>> BEGIN THE DATA

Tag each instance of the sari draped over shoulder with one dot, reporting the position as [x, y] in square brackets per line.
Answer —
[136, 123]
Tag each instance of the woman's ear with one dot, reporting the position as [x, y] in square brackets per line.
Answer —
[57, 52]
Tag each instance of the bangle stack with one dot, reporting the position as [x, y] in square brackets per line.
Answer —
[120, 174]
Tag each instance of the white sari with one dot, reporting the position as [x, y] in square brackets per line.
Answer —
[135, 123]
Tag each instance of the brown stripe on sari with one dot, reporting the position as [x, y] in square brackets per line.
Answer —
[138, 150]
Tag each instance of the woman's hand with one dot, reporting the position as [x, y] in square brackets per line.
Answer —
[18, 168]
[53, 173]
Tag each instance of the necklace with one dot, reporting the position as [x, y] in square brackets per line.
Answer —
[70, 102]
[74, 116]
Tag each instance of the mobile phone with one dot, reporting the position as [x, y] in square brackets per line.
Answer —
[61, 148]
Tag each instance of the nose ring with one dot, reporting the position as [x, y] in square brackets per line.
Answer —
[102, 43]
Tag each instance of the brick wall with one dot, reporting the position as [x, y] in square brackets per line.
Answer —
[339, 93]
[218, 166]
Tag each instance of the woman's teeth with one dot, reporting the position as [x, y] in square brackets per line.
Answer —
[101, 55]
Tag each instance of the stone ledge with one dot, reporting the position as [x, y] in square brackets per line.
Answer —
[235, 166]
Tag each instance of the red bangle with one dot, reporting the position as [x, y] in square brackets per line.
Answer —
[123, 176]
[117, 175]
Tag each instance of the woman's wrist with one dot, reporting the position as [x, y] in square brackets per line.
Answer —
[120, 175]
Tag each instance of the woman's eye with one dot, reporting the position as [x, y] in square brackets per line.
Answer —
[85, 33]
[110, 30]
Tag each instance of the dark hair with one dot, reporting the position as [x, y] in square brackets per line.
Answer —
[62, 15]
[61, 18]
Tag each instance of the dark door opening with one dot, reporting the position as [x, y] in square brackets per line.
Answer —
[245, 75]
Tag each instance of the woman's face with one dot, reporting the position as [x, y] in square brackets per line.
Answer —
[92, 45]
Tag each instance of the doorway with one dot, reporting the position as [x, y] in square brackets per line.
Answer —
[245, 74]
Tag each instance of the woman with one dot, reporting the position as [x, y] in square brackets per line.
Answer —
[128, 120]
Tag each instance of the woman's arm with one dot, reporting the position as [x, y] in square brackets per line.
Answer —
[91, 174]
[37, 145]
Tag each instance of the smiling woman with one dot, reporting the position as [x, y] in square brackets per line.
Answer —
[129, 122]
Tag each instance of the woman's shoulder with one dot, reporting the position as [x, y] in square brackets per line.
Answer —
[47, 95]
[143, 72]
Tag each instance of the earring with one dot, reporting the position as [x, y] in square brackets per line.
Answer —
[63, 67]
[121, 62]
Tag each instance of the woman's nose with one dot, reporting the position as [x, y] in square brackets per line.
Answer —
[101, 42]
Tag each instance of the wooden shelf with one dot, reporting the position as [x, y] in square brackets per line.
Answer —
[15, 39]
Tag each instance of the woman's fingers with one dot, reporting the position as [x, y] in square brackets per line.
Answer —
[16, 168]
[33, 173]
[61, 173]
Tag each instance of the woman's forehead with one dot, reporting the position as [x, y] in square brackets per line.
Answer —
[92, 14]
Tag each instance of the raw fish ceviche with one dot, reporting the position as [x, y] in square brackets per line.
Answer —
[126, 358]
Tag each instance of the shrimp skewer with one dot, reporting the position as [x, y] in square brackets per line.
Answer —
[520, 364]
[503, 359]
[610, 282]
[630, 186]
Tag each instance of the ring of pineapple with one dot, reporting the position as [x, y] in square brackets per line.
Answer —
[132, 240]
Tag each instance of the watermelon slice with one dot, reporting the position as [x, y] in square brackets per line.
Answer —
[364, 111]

>> END THE DATA

THE PROBLEM
Above are the records; retype every one exactly.

ANSWER FOR THIS EXERCISE
Tag each instance of the sari draped over shoulder with one dot, reporting the position as [x, y] in square brackets per line.
Answer —
[136, 123]
Tag each instance of the woman's ear with one dot, reporting the position as [x, y] in square brackets per line.
Answer —
[57, 52]
Tag each instance of the bangle stack with one dot, reporting the position as [x, y] in square brackets per line.
Answer —
[120, 174]
Tag each instance of the white sari with one dot, reporting the position as [x, y] in square brackets per line.
Answer —
[135, 123]
Tag each instance of the brown stripe on sari with one dot, reporting the position as [x, y] in square brackets per line.
Answer —
[138, 150]
Tag each instance of the woman's hand with one dot, reporting the position as [x, y] in square brackets per line.
Answer —
[18, 168]
[53, 173]
Tag each instance of the necklace with one dot, reporting the position as [x, y] in square brackets per line.
Answer —
[70, 102]
[74, 116]
Tag each instance of the mobile phone with one dot, reporting the position as [x, y] in square brackets per line.
Answer —
[61, 148]
Tag each instance of the nose ring with one dot, reporting the position as [x, y] in square brackets per line.
Answer —
[102, 43]
Tag each instance of the brick wall with one dot, reporting the position as [x, y] in square brackets per line.
Answer —
[339, 93]
[218, 166]
Tag each instance of the woman's teeth with one dot, reporting the position as [x, y] in square brackets per line.
Answer —
[101, 55]
Tag each instance of the stone ledge with one dot, reporting the position as [x, y] in square brackets per line.
Answer —
[235, 166]
Tag each instance of the red bangle with one dot, reporting the position as [x, y] in square brackets per line.
Answer —
[123, 176]
[117, 175]
Tag each instance of the woman's wrist with one dot, reporting the position as [x, y] in square brackets per line.
Answer —
[120, 175]
Tag each instance of the woman's eye with one dot, reporting the position as [x, y] in square brackets per line.
Answer —
[85, 33]
[110, 30]
Tag each instance of the dark hair with one dot, reporting the position as [x, y] in square brackets per line.
Answer —
[62, 15]
[61, 18]
Tag each instance of the dark door opening with one dot, reporting the position as [x, y] in square brackets per line.
Answer —
[245, 75]
Tag each instance of the woman's face with one dot, reporting the position as [x, y] in square brackets per line.
Answer —
[92, 45]
Tag each instance of the doorway with one dot, reporting the position as [x, y] in square brackets per line.
Answer —
[245, 74]
Tag each instance of the woman with one dot, reporting the position as [x, y] in square brackets per line.
Answer —
[128, 120]
Tag each instance of the woman's arm with one dot, reporting the position as [x, y] in square brackets per line.
Answer —
[91, 174]
[37, 145]
Tag each instance of the smiling woman with one dot, reporting the position as [x, y] in square brackets per line.
Answer —
[129, 122]
Tag each instance of the woman's shoulder with one dot, reporting the position as [x, y] in square brackets per line.
Answer —
[47, 95]
[143, 72]
Tag each instance of the earring with one dot, reporting the position as [x, y] in square brackets per line.
Answer —
[63, 67]
[121, 62]
Tag each instance of the woman's nose with one dot, reporting the position as [x, y] in square brackets per line.
Answer —
[101, 42]
Tag each instance of the wooden shelf with one dot, reporting the position as [x, y] in square brackets per line.
Answer —
[15, 39]
Tag each instance of the woman's fingers with one dot, reporting the position as [x, y] in square brackets per line.
Answer —
[16, 168]
[33, 173]
[61, 173]
Tag each instance of the woman's forehead with one dot, reporting the position as [x, y] in square brackets per line.
Answer —
[92, 14]
Tag each instance of the raw fish ceviche with one dot, reporting the position as [x, y] in square brackets per line.
Answer —
[126, 358]
Tag each instance of the shrimp skewer with one dot, reporting the position as [x, y] in square brackets per line.
Answer —
[520, 364]
[503, 359]
[610, 282]
[630, 186]
Tag each instance of the ring of pineapple with one dot, reporting the position as [x, y] in square brackets per line.
Answer —
[132, 240]
Tag each instance of the watermelon slice with one dot, reporting the position as [x, y] in square brackets per line.
Answer —
[364, 111]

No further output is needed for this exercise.